## begin

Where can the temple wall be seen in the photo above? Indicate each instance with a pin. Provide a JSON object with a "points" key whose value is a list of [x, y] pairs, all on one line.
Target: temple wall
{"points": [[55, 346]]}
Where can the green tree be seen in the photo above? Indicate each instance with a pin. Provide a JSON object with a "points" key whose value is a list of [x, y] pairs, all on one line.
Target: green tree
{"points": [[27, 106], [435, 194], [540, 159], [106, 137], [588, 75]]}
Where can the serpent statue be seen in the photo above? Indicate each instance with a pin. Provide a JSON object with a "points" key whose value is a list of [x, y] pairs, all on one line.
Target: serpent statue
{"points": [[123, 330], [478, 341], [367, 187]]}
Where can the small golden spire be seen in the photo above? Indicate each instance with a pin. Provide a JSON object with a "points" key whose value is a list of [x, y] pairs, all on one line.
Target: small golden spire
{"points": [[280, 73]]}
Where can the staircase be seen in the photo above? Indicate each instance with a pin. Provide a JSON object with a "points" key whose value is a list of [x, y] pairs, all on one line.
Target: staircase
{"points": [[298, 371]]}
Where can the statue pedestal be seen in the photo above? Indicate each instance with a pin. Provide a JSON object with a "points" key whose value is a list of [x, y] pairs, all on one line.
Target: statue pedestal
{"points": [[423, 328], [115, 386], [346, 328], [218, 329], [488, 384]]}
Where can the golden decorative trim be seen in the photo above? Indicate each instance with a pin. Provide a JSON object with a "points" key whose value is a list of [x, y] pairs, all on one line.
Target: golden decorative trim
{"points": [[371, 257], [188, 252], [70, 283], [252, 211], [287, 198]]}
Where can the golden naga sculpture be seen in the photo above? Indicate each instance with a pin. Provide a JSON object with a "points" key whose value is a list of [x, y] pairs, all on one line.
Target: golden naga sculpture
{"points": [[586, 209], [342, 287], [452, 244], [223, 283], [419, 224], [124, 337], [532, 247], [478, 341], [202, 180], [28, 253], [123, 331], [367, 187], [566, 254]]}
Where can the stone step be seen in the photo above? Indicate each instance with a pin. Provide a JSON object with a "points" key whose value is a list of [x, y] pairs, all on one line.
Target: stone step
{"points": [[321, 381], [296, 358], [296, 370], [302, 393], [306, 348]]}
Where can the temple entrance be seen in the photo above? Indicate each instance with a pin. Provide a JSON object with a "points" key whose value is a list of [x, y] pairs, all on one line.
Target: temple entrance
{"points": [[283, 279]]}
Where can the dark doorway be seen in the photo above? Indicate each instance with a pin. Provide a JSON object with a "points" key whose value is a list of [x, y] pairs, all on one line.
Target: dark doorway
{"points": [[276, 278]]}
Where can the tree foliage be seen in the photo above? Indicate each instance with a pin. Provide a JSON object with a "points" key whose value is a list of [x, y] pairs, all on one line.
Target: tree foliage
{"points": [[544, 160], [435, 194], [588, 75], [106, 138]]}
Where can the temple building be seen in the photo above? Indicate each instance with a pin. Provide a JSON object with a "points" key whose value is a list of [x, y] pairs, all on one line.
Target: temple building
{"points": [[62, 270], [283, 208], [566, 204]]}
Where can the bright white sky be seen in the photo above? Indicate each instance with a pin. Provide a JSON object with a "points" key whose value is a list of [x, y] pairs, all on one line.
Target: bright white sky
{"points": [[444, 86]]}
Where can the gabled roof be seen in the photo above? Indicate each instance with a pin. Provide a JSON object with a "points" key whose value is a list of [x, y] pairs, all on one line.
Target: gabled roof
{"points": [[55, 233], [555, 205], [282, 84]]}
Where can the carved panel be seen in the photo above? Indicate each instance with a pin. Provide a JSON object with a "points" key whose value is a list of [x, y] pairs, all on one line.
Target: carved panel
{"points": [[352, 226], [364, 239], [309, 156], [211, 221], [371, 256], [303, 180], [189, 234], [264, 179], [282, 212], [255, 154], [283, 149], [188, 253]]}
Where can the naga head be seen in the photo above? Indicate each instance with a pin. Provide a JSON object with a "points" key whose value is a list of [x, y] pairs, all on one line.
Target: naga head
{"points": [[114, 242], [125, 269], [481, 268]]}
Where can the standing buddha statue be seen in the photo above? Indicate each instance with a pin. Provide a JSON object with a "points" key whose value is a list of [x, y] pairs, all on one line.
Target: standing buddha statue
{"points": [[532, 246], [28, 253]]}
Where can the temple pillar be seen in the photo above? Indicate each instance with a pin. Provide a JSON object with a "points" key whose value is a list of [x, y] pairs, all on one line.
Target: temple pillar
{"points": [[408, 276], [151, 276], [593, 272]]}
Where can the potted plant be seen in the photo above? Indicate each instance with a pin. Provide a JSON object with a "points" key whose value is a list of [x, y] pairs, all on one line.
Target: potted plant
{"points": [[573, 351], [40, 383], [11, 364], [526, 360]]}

## end

To do - Convert the listing above into a numbered list, leaving out any blank lines.

Task response -
1. Where can the temple wall be seen in the photo above? Indicate each instance with a pin. Provide a JSON object with a "points" key whose value is a list of [x, y] pairs, all on one line.
2. Target: temple wall
3. {"points": [[55, 346]]}
4. Where can the green tree be seen in the photo above? Indicate each instance with a pin. Provide a JSON object with a "points" key whose value is a list of [x, y] pairs, all on one line.
5. Target: green tree
6. {"points": [[27, 106], [435, 194], [540, 159], [106, 137], [588, 75]]}
7. Where can the serpent statue be seen in the photo above? Indicate each instance with a pin. Provide a JSON object with a "points" key whose value is a list of [x, y] pairs, all on one line.
8. Target: serpent statue
9. {"points": [[123, 330], [478, 341], [367, 187]]}
10. Where can the small golden spire be seen in the photo above? Indicate each instance with a pin. Provide a JSON object with a "points" key whose value is a list of [x, y] pairs, all on one line.
11. Target: small golden spire
12. {"points": [[280, 73]]}
13. Where can the staircase be seen in the photo above? Indicate each instance with a pin. Provide a JSON object with a "points" key whose value is a list of [x, y] pairs, all on one line.
14. Target: staircase
15. {"points": [[298, 371]]}
16. Where can the statue pedestal be seen in the photo above? Indicate each instance with a pin. Provide a JSON object with a "points" key whose value is a list of [x, y] pairs, all on one line.
17. Target: statue pedestal
18. {"points": [[423, 328], [115, 386], [346, 328], [218, 329], [488, 384]]}
19. Where can the golden decorative trim be seen in the photo above? Indicate each instance with a pin. Provide a JSON object with a "points" key whose value is a list of [x, y] pairs, all on one line.
20. Target: golden decorative trim
21. {"points": [[371, 257], [188, 252], [70, 283], [252, 211], [287, 198]]}
22. Where can the golden naga sculpture be seen in the photo above? Indicate each instance with a pin. Provide a JSON object with a "points" key whose value is a list of [x, y] pairs, all on one line.
23. Target: golden naga sculpture
24. {"points": [[586, 209], [342, 287], [452, 244], [223, 283], [419, 224], [124, 337], [532, 247], [478, 341], [202, 180], [28, 253], [123, 331], [367, 187], [566, 254]]}
25. Where can the stone step be seen in the photo above? Indicate each instance with a pin. Provide a JSON object with a "points" key whose value is a list of [x, y] pairs, all on one line.
26. Target: stone step
27. {"points": [[321, 381], [296, 358], [296, 370], [302, 393], [306, 348]]}
28. Where can the temple entrance be seen in the photo above? Indicate each instance with a pin. Provide a JSON object with a "points" key whose value is a list of [x, y] pairs, all on one line.
29. Target: temple entrance
30. {"points": [[283, 279]]}
31. Where can the dark doorway be seen in the photo above? Indicate each instance with a pin. Provide a JSON object with a "points" key whose value is a list of [x, y] pairs, all on one line.
32. Target: dark doorway
33. {"points": [[276, 278]]}
34. Where can the tree foliage be seen in the photo above? Indicate each instance with a pin. Provide a JSON object with a "points" key whose value is a list of [x, y] pairs, all on one line.
35. Target: tree foliage
36. {"points": [[544, 160], [435, 194], [588, 75], [106, 138]]}
37. Where can the temple building be seen in the photo above? Indicate each instance with a pin. Provide a JSON object with a "points" key whose value is a list of [x, y] pairs, all on one line.
38. Target: temple building
39. {"points": [[62, 270], [283, 208], [566, 204]]}
40. Where can the bright white sky be seen in the photo above? Indicate each instance with a pin. Provide a JSON object with a "points" key whose value is a list of [x, y] pairs, all on one line.
41. Target: bright white sky
42. {"points": [[444, 86]]}
43. Where can the gabled roof be seen in the photo above? Indicate each instance with a pin. Provide a JSON object with a "points" key whose value is a list of [x, y] pairs, all on one line.
44. Target: gabled roof
45. {"points": [[55, 233], [555, 205], [282, 84]]}
46. Where can the carved panel be seen in the photo above? Indicate each instance with a pin. Provide a JSON object with a "points" key whose value is a list of [x, y] pairs, all on one line.
47. Target: carved panel
48. {"points": [[352, 226], [364, 239], [309, 156], [211, 221], [371, 256], [303, 180], [189, 234], [264, 179], [282, 212], [255, 154], [283, 149], [188, 253]]}
49. Where can the naga head be seen in the photo above? Indicate each instance with a pin. Provide a JSON object with a "points" key whose value is a list of [x, y] pairs, all on one line.
50. Target: naga head
51. {"points": [[114, 242], [125, 269], [481, 268]]}
52. Where can the standing buddha statue be seen in the photo above? Indicate each instance with a pin. Provide a JSON object with a "points" key whose value is a list of [x, y] pairs, all on one line.
53. Target: standing buddha statue
54. {"points": [[532, 246], [28, 253]]}
55. Where can the temple pillar be seen in the photo above? Indicate each instance with a pin. Provide a JSON object with a "points" key whose value is a list of [x, y] pairs, all on one line.
56. Target: temple pillar
57. {"points": [[408, 276], [151, 276], [593, 272]]}
58. Where can the potted plant be seen in the photo above? Indicate each instance with a pin. Provide a JSON object with a "points" key whose value is a list of [x, y] pairs, all on one line.
59. Target: potted plant
60. {"points": [[573, 351], [40, 383], [11, 364], [526, 360]]}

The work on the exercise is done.